Exercise input:
◆ ◆ ◆
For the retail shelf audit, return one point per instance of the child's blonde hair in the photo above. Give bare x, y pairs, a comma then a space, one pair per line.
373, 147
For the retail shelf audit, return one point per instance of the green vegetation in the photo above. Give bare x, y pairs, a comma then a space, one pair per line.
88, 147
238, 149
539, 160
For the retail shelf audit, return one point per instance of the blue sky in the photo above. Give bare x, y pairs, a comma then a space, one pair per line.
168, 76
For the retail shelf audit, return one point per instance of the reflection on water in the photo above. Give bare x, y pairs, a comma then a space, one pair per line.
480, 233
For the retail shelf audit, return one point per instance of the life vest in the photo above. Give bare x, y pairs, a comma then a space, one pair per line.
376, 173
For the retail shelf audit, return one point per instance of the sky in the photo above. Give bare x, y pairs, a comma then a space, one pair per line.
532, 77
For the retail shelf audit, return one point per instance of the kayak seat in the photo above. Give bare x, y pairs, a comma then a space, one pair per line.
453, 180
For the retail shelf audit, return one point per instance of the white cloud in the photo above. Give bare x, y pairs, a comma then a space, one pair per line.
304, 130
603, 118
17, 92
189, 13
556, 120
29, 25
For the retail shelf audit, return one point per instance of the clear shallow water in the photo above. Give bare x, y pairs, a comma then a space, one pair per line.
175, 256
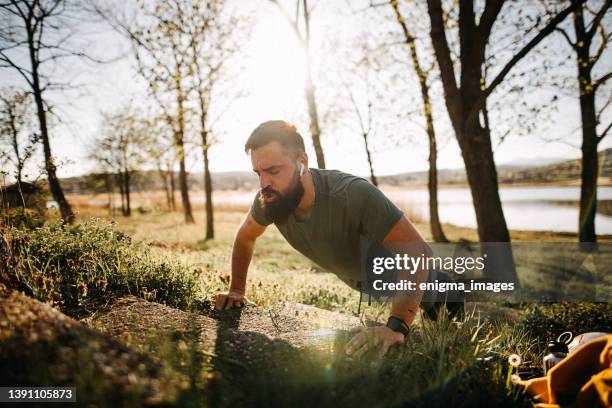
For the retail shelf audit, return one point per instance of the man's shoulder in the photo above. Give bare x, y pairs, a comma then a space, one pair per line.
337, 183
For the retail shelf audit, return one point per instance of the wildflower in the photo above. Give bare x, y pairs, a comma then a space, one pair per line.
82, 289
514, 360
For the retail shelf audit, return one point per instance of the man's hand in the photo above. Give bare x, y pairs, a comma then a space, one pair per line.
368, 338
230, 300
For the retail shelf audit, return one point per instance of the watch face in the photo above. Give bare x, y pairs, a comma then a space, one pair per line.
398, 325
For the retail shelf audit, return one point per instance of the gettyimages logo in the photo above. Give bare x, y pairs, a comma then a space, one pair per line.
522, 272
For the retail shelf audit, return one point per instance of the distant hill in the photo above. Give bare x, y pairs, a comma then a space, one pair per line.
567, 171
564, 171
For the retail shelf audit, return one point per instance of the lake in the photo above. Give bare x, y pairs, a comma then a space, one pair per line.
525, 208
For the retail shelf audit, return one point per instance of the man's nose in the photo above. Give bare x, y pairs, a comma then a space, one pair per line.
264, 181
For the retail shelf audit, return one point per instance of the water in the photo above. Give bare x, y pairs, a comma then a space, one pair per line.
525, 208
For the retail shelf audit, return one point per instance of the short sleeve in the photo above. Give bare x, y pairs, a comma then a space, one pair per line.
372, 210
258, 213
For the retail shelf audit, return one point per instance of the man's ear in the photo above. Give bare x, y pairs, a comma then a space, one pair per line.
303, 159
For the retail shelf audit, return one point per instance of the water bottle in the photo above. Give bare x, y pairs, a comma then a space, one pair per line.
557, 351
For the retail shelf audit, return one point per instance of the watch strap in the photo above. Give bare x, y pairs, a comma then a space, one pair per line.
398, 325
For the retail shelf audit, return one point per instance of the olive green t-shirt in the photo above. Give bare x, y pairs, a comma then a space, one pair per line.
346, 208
◆ ◆ ◆
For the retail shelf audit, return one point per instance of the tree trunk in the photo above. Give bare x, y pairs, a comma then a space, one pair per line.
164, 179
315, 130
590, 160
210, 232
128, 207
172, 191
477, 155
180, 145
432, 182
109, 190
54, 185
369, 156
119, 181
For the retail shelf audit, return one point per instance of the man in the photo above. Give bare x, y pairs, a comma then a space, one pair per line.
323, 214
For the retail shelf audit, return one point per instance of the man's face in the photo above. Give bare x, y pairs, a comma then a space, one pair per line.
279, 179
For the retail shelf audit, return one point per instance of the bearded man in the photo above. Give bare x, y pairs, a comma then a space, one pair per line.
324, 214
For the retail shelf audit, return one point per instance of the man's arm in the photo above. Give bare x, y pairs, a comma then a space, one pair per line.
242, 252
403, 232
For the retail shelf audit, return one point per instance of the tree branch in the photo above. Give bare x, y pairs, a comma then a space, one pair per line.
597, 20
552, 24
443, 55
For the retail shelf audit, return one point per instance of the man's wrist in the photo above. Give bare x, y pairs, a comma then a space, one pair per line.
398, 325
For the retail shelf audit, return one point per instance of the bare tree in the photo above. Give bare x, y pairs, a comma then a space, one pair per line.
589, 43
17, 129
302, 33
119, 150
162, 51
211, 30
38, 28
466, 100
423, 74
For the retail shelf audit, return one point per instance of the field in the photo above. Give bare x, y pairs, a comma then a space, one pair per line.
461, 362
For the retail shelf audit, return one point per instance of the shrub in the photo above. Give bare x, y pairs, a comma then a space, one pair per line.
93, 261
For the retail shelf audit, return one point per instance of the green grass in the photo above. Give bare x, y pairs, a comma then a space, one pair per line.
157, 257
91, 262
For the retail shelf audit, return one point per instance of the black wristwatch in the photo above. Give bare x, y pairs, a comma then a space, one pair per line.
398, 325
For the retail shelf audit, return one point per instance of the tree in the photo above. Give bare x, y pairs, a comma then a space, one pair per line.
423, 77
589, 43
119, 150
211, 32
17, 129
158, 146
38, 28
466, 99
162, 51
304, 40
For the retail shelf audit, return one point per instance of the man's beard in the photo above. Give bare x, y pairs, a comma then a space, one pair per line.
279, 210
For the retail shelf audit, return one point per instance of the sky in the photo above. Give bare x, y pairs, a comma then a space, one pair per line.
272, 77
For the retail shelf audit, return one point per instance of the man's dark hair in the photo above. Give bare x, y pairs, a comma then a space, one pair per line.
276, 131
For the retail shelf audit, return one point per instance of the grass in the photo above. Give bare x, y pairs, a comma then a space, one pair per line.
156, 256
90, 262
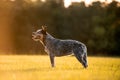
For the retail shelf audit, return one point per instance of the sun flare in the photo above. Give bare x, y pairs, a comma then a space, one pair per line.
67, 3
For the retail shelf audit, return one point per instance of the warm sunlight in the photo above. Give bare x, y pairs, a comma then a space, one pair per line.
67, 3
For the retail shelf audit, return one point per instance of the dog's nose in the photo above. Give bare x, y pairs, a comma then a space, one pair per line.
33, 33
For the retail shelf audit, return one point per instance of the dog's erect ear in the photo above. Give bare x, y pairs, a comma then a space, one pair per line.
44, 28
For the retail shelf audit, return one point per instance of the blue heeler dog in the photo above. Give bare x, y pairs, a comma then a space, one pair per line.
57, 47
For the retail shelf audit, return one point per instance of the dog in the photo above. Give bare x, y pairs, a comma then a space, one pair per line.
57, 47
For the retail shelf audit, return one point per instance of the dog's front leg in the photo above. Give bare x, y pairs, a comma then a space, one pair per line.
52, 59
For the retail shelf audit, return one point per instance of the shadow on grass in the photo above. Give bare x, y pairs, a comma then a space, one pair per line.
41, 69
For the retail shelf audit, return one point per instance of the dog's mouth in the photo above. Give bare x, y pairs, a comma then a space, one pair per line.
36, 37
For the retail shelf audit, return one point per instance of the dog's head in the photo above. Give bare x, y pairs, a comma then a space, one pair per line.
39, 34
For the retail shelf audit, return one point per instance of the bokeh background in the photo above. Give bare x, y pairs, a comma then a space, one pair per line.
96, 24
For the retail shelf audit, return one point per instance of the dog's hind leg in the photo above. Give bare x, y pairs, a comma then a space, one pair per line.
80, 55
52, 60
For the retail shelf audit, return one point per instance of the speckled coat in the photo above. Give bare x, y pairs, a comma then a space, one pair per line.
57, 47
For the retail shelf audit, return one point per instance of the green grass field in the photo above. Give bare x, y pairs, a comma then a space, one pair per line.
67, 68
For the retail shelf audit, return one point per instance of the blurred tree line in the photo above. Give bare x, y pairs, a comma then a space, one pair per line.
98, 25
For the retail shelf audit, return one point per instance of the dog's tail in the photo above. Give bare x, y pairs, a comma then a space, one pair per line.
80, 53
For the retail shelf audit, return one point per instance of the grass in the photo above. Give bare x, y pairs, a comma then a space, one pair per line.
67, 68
◆ ◆ ◆
Instruction: Which lines in the material above contain the string "sleeve", with case counting? Pick out each one and copy it in full.

Task answer:
For the retail shelf audit, return one point per instance of the short sleeve in the photo above. Give bare x, y pairs, a comma then a space, one pair per line.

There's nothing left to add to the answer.